Texto exibido:
»»
E agora, Donatello? O caso do plástico nos ambientes marinhos




Saudações, cientistas preocupados com a natureza!

    Lanço aqui um desafio: identifique a referência no título dessa matéria e especule sobre a ligação dela com o tema de hoje. No fim do texto, teremos a explicação ^^ então fique ligado (a) até o final!!


   Muito provavelmente você já viu ou recebeu algo sobre os crescentes movimentos em relação a diminuição do uso de canudos plásticos...não?


                                                         Figura 1 – Meme tartaruga

   Pronto! Agora só falta saber se você adere ou “desmerece” o movimento.

   Brincadeiras à parte, o problema de materiais plásticos pararem nos ambientes aquáticos tem sido cada vez mais preocupante, ainda mais considerando os de alto consumo e rápido descarte, como é o caso dos famosos canudos de fast food (a tartaruga está vendo essa galera não distribuindo canudo, mas dando copo de plástico nos combos por aí).

   Segundo um artigo publicado na revista Science Advances, a produção global de plástico aumentou de 2 milhões de toneladas para 400 milhões, entre 1950 e 2015 e estima-se que 1 milhão de pássaros marinhos e cerca de 100 mil mamíferos e tartarugas morrem por ano por conta da poluição do plástico (representa cerca de 90% da poluição total dos mares). Além disso, as estatísticas levantadas num estudo de 2016 realizado pelo Fórum Econômico Mundial de Davos apontam que até 2050 haverá mais plástico do que peixes nos oceanos!
   Trazendo isso para o nível nacional, infelizmente os números não são bons, já que um levantamento feito pela WWF-Brasil aponta que o Brasil ocupa o quarto lugar dentre os maiores produtores de lixo plástico no planeta :( são 11,3 milhões de toneladas, sendo que de 10,3 milhões de toneladas coletadas (cerca de 91% do total), apenas 145 mil toneladas (1,28%) são efetivamente recicladas (obs.: a média global de reciclagem plástica é de 9%).
««
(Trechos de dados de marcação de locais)
»»
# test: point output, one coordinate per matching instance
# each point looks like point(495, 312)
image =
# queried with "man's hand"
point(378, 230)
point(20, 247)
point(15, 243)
««
Tarefa 1:
Responda sobre o texto do plástico nos mares:
(a) Segundo o artigo da Science Advances, a quantas toneladas chegou a produção global de plástico em 2015?
(b) Em que lugar o Brasil aparece entre os maiores produtores de lixo plástico, segundo a WWF-Brasil?
(c) Qual é a média global de reciclagem plástica citada?
Tarefa 2:
Cite literalmente, do texto sobre o plástico nos mares, tudo o que vai de "Brincadeiras à parte, o" até "peixes nos oceanos!".
Os registros vêm de outra fonte.

Resposta certa 1:
(a) 400 milhões de toneladas.
(b) Em quarto lugar.
(c) 9%.

Resposta certa 2:
Brincadeiras à parte, o problema de materiais plásticos pararem nos ambientes aquáticos tem sido cada vez mais preocupante, ainda mais considerando os de alto consumo e rápido descarte, como é o caso dos famosos canudos de fast food (a tartaruga está vendo essa galera não distribuindo canudo, mas dando copo de plástico nos combos por aí).

   Segundo um artigo publicado na revista Science Advances, a produção global de plástico aumentou de 2 milhões de toneladas para 400 milhões, entre 1950 e 2015 e estima-se que 1 milhão de pássaros marinhos e cerca de 100 mil mamíferos e tartarugas morrem por ano por conta da poluição do plástico (representa cerca de 90% da poluição total dos mares). Além disso, as estatísticas levantadas num estudo de 2016 realizado pelo Fórum Econômico Mundial de Davos apontam que até 2050 haverá mais plástico do que peixes nos oceanos!